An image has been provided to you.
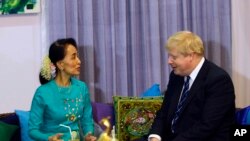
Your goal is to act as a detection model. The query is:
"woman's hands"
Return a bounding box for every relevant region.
[49,133,63,141]
[85,133,96,141]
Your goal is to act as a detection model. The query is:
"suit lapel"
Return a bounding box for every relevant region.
[178,60,208,113]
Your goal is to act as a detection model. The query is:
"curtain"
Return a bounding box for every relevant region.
[42,0,232,102]
[232,0,250,107]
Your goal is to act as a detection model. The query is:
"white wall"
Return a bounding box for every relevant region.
[0,14,41,113]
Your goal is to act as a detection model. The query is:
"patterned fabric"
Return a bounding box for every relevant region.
[113,96,163,141]
[171,76,190,133]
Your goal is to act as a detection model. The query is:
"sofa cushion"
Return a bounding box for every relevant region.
[91,102,115,130]
[0,121,18,141]
[113,96,163,141]
[236,106,250,125]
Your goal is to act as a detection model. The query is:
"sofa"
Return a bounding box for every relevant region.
[0,101,250,141]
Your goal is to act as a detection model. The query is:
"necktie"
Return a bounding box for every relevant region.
[171,76,190,133]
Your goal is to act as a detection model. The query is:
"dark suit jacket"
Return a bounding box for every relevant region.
[149,60,235,141]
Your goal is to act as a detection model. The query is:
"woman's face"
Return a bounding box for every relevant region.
[59,44,81,76]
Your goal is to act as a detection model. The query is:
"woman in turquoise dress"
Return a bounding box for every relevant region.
[29,38,96,141]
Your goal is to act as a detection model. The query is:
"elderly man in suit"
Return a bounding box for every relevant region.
[148,31,235,141]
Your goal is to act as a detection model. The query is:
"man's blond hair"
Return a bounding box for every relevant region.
[165,31,204,56]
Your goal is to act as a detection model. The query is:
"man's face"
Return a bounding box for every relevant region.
[168,48,192,76]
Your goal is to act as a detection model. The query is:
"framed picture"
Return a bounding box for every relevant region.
[113,96,163,141]
[0,0,40,15]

★ ★ ★ ★

** Task directions **
Update the material above by writing it out again with "detection model" changed to "object detector" wherever it occurs and everything else left unchanged. Leave the pictures out of your answer.

** Worked answer **
An image has been provided to you.
Your goal is to act as a object detector. The query is:
"woman's hands"
Return a bounding box for every relevant region.
[49,133,63,141]
[85,133,96,141]
Your goal is to act as a object detector. The query is:
"suit lapel"
Return a bounding box for every relevant region.
[178,60,208,113]
Your goal is to act as a object detector. The query is:
"curtain"
Return a bounding box for every relevant region.
[42,0,232,102]
[232,0,250,107]
Your goal is to act as a object detector. The query is:
"white wall"
Return a bounding box for every relevant region.
[0,14,41,113]
Your goal is to act as a object detector. The query is:
"patterned fabric"
Return a bounding box for every relevant region.
[113,96,163,141]
[171,76,190,133]
Your goal is to act as a object detector. The query is:
"sofa cushion"
Return a bounding box for every relevant region.
[91,102,115,130]
[0,121,18,141]
[113,96,163,141]
[236,106,250,125]
Your goal is to act as a object detector. The query is:
"sofa"
Return a bounding box for every relevant region.
[0,101,250,141]
Your goal is to act as a object detector. The query is:
"necktie"
Return a bounding box for every relevant region.
[171,76,190,133]
Your goal is to act as a object detector. The query is:
"dark suit jacket"
Return a bounding box for every relevant region.
[149,60,235,141]
Your goal is to act as a object detector. The query is:
"woman's face"
Return a bounding box for every relevant region.
[59,44,81,76]
Your goal is to act as a object detector. The query is:
"woman in turquoise dress"
Return a bounding box for every relevant region.
[29,38,96,141]
Your goal is to act as a object detector. The query is:
"elderly man in suit"
Return a bounding box for every relevant region.
[148,31,235,141]
Your goal is to act as a object detector. The query is:
"man's blond hair"
Return a bounding box for every relevant region.
[165,31,204,56]
Your goal is to act as a object detector. The query is:
"man's face"
Return a bounding box for every relevant region.
[168,48,192,76]
Your goal is to act as a object detector. The query is:
"framed picture"
Return a bounding box for every relevant region.
[113,96,163,141]
[0,0,40,15]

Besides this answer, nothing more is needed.